» **Quoted passage**
§ §

Nevertheless, I graduated from college a virgin.

Once I made it to New York City, navigating the hook-up/dating scene as a virgin also felt complicated. You meet someone out, have a fun night, and don't want that night to end—so I'd go home with a guy or bring them back to my apartment only for them to express their disappointment when I would tell them I wasn't having sex with them—and I really meant it.

One night I went home with a club promoter (yeah, I can't believe I'm admitting that either) who had been pursuing me relentlessly for weeks. I was tipsy and accidentally let it slip that I wouldn't sleep with him because I was a virgin. “Are you serious? You're lying,” he said to me. But when I doubled down, he immediately rolled over and went to sleep. I later found out that he told one of our mutual friends I tried to have sex with him.

Eventually, my virgin status just became a bit of a drag. It wasn't so much that I felt pressured or left out compared to my friends who were enjoying the full range of sexual experimentation—I just got to a point where I didn't really know what I was actually waiting for anymore. What was the value in holding onto my virginity? I'd been very aware of my sexuality and desires, but I think I was also stuck on making the “right” decision—and my fears about getting hurt. So, I came to the conclusion that I didn't want to give a man so much power over me. If I was still waiting for my first *real* relationship, when it inevitably ended, I would always have him on a pedestal with a gold medal for being the first man to deflower me.

I met him as I was leaving the Jane Hotel after a night out with friends. I was walking down Greenwich Street to hail a cab home when an occupied taxi cruised by me, heading towards the Jane. Seconds later, I heard a guy yelling as he jumped out of that same cab and ran towards me. He asked me why I was going home and begged me to come back to Jane for a drink. I tried to play hard to get for all of one minute until I obliged.

It was his second night in New York and he was visiting from Sweden, he told me as I had one more drink with him at the bar. Afterward, he walked me back outside to get a cab and kissed me. He made a sweet attempt at trying to invite himself home with me, but I told him I was going home alone and he could call me tomorrow.

He did call the next day, and we met up that night with our mutual friends and bar hopped around the Lower East Side and Chinatown. That night, I did allow him to come home with me. It wasn't premeditated, I didn't look at him and think, okay, this is the one. I don't really know what it was. There was just an instant connection and ease between us—and part of me just felt I might miss out on something really special if I didn't give myself to the situation.


And my intuition was right. The next 8 days with him were unlike anything I had ever experienced at that point. We saw each other every day, and he was loving, kind, and genuine. It was a stark contrast for the majority of my hook-up experiences which seemed to have a 24-hour expiration stamp. No guy had ever treated me as adoringly as he did. I can still vividly remember our walk to Cafe Gitane for breakfast the morning after with our arms around each other—feeling high on oxytocin. I didn't tell him I was a virgin until the night before he left to go home. I don't know why, I just didn't want it to be a thing. But the pain I felt when it was time for him to return home to Sweden was also overwhelming. I was flooded with that panic of, how am I ever going to find someone like that again? (Spoiler alert: I've met many men that have felt just as special as him since then). While I had this really beautiful experience, I was also confronted with the loss and what could've been. If only he lived here, if only I could get on a plane to visit him.

§ §

» **Data shown**

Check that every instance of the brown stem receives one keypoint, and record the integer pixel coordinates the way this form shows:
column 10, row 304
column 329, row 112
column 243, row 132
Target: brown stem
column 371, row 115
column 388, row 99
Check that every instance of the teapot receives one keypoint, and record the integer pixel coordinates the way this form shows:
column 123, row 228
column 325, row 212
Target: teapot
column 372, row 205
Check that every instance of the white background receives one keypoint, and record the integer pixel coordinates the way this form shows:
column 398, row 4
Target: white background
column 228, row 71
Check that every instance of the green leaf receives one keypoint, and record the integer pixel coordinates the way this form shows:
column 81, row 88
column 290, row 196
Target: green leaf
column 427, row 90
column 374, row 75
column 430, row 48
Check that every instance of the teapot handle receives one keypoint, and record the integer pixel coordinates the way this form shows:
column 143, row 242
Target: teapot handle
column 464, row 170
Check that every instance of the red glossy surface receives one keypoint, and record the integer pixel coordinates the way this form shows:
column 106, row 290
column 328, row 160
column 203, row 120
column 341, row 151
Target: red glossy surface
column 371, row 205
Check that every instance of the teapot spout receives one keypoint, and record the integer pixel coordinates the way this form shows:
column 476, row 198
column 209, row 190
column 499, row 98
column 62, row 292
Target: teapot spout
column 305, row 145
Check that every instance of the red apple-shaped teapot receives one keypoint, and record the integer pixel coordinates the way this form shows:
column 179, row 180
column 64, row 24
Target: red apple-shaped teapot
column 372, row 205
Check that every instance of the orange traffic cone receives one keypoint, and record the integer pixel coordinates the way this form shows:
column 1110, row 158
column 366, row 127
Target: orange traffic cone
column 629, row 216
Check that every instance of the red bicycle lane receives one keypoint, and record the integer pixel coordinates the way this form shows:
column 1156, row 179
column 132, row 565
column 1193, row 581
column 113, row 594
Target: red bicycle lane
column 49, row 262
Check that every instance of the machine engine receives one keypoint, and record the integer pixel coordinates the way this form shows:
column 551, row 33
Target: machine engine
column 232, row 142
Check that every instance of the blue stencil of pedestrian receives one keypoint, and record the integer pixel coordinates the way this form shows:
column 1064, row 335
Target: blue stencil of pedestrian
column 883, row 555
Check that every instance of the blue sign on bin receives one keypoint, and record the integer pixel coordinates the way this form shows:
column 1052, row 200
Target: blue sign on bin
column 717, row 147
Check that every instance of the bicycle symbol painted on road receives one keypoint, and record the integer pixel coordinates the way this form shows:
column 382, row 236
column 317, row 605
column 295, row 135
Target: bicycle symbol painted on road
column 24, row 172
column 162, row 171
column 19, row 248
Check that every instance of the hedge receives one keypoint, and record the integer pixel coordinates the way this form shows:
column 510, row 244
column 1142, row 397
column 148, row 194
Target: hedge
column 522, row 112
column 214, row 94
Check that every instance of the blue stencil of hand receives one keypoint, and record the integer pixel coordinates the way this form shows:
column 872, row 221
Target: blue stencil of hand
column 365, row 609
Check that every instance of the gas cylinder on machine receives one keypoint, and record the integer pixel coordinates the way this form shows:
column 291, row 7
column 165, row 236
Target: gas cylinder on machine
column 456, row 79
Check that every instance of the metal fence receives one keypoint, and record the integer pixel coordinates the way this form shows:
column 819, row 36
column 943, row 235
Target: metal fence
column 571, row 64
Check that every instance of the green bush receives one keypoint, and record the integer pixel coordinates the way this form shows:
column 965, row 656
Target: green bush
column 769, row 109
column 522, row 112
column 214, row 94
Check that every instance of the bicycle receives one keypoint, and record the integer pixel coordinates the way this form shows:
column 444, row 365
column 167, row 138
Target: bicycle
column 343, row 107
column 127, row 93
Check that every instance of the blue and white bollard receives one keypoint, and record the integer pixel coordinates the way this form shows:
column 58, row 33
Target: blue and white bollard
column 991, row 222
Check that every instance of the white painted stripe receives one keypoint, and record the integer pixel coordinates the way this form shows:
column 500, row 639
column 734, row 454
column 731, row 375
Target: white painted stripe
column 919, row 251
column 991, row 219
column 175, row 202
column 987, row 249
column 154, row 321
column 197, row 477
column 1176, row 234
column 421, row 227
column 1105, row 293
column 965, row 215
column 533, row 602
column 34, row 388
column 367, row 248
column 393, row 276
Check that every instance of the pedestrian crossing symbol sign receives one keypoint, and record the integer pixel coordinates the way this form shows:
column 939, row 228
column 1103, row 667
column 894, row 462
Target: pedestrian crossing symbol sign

§ §

» **Exercises**
a) In the essay, edit the part between "It was his second" and "to the situation.", inclusive, so that "Lower East Side" becomes "East Village".
b) Translate this sentence from the essay into Spanish: "We saw each other every day, and he was loving, kind, and genuine."
The listing has no connection to the essay.

» **Responses in order**
a)
It was his second night in New York and he was visiting from Sweden, he told me as I had one more drink with him at the bar. Afterward, he walked me back outside to get a cab and kissed me. He made a sweet attempt at trying to invite himself home with me, but I told him I was going home alone and he could call me tomorrow.

He did call the next day, and we met up that night with our mutual friends and bar hopped around the East Village and Chinatown. That night, I did allow him to come home with me. It wasn't premeditated, I didn't look at him and think, okay, this is the one. I don't really know what it was. There was just an instant connection and ease between us—and part of me just felt I might miss out on something really special if I didn't give myself to the situation.

b) Nos vimos todos los días, y él era cariñoso, amable y auténtico.